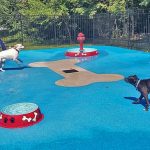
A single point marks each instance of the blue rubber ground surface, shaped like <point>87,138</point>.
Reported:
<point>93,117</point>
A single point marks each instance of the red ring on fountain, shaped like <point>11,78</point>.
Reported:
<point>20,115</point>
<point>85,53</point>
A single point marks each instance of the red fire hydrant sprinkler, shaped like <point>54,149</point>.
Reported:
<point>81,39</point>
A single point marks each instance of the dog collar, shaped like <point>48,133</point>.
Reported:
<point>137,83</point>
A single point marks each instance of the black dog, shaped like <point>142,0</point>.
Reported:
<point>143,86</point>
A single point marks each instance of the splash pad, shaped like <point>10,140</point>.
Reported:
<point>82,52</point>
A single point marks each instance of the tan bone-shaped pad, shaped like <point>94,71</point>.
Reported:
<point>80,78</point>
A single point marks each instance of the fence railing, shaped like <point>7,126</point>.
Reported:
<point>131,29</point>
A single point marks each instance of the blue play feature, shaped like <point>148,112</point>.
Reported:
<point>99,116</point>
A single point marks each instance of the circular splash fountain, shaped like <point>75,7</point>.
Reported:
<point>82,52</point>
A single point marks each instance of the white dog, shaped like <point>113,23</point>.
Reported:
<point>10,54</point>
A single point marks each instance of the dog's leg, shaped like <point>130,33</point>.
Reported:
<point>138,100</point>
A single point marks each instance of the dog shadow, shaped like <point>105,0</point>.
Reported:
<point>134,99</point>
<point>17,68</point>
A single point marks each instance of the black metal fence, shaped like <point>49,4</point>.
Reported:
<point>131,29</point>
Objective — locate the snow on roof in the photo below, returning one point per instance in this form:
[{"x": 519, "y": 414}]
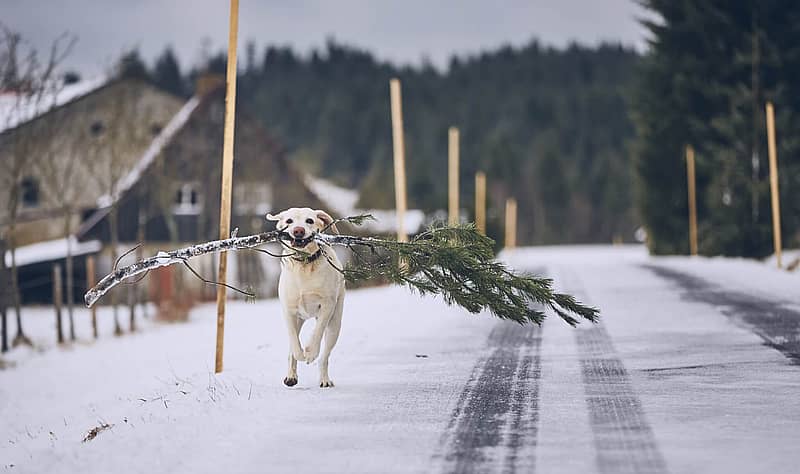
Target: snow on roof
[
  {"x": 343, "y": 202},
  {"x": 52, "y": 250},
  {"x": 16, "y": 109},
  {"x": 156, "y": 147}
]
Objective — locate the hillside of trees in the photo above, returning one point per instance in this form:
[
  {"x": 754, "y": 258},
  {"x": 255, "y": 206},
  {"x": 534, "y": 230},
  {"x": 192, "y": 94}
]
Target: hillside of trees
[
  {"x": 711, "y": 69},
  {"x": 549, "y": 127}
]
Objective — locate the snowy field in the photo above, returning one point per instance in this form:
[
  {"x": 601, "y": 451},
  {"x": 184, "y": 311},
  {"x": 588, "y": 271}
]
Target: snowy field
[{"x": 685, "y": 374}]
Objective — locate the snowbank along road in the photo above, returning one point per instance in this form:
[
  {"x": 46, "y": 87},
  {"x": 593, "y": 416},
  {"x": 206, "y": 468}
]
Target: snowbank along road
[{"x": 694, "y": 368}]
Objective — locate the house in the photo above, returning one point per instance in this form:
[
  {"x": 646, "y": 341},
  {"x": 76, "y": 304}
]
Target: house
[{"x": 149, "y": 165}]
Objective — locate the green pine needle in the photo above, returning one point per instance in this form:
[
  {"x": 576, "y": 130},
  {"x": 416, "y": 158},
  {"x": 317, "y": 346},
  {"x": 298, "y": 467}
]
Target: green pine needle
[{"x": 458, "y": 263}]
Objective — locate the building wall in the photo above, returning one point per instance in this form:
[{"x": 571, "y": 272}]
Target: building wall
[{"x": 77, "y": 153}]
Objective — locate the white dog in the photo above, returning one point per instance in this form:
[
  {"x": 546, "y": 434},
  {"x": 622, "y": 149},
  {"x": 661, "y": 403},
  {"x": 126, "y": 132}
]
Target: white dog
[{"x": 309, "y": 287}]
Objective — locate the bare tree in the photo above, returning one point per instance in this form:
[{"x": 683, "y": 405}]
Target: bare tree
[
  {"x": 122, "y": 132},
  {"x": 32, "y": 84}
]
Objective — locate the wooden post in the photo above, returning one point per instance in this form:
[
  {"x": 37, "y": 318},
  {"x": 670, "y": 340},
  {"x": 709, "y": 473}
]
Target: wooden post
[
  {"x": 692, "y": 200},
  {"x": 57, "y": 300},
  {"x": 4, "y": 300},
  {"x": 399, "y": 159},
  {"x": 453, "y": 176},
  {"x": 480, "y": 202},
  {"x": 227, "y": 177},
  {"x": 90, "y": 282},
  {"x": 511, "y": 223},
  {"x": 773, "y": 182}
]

---

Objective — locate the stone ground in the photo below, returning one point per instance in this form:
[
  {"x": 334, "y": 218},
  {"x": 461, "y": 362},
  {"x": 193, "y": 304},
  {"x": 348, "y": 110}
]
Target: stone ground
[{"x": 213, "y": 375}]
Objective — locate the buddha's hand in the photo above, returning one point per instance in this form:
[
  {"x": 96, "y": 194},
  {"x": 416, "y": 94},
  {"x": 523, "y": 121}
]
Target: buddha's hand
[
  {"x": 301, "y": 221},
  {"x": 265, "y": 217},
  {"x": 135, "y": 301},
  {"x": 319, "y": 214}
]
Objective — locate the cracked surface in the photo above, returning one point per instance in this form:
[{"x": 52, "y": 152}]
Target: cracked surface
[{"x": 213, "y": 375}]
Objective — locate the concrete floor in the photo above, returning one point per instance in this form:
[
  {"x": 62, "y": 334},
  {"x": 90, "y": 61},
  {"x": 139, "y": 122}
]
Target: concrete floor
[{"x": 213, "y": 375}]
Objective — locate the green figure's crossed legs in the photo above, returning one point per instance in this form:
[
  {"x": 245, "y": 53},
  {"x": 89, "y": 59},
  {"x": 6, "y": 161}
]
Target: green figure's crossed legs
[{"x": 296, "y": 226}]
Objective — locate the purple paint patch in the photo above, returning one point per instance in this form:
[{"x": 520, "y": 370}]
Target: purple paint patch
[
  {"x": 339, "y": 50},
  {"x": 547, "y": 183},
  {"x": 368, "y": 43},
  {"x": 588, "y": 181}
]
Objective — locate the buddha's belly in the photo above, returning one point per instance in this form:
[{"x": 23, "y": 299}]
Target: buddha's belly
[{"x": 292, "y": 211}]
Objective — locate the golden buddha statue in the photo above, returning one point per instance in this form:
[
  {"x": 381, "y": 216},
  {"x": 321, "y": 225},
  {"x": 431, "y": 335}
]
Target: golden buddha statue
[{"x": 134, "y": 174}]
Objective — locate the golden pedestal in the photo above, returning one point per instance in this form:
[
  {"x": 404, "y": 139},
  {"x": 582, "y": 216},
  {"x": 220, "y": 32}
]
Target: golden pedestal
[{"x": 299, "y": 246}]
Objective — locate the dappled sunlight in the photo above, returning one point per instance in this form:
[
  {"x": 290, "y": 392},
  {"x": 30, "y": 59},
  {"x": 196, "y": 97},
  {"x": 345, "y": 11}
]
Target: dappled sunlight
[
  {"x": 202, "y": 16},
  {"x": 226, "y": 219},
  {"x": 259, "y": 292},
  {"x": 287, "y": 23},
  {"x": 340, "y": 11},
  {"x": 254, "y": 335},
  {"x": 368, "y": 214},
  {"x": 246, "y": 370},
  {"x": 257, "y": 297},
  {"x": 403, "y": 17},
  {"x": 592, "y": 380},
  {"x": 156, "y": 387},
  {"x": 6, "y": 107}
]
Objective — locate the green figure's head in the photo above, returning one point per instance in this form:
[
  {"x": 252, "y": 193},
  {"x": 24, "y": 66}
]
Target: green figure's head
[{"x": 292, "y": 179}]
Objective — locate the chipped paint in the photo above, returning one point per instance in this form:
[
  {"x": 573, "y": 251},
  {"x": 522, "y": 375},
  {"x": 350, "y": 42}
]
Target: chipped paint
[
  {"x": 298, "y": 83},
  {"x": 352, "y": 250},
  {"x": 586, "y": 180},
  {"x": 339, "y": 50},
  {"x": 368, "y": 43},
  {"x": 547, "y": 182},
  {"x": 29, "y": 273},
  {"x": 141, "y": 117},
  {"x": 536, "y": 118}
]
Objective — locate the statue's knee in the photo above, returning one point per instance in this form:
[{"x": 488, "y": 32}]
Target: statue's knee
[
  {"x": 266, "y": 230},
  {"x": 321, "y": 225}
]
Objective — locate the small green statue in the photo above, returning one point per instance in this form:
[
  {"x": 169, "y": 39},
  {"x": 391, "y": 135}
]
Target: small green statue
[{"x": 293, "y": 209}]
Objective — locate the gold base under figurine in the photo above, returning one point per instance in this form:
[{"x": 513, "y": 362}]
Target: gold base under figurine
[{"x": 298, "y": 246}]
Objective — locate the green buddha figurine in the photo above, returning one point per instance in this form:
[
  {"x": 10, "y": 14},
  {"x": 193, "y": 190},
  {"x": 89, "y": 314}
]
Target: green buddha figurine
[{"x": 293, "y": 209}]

■ **Work to be completed**
Give only the lines from the one holding "A single point marks each instance of the blue rubber" through the one holding "A single point marks each instance of the red fire", each restated exactly as it appears above.

■ **Output of the task**
A single point marks each instance of the blue rubber ground surface, shaped like <point>87,138</point>.
Reported:
<point>93,117</point>
A single point marks each instance of the red ring on fountain, shaped like <point>11,78</point>.
Reported:
<point>20,115</point>
<point>85,53</point>
A single point marks each instance of the red fire hydrant sprinkler, shaped like <point>54,149</point>.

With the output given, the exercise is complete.